- _Description of the task_: Repeat the entries that follow verbatim, without any of their pictures.

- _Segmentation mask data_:
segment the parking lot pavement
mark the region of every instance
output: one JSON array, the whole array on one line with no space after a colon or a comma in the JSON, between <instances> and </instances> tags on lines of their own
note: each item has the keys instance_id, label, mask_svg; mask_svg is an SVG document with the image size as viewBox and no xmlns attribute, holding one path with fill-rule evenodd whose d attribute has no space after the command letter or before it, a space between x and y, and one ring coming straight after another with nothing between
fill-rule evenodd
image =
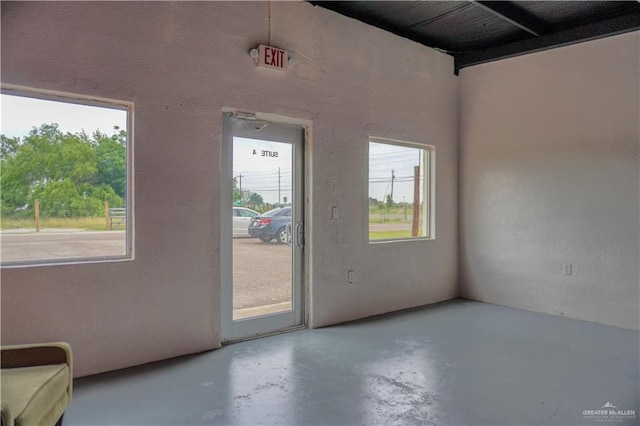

- _Solution_:
segment the parking lot pavement
mark the region of every instance
output: one JSON array, the whole array on one line with no space after a colon or a comma in the JSON, between <instances> and </instances> tags on lines of their own
note: each item has the keys instance_id, label, mask_svg; mask_svg is an SVG document with the image size as viewBox and no xmlns attribute, holding one path with fill-rule evenodd whose d attribute has no space after the command letter or before it, a space between x and y, and one ring coming straight after another with nothing between
fill-rule evenodd
image =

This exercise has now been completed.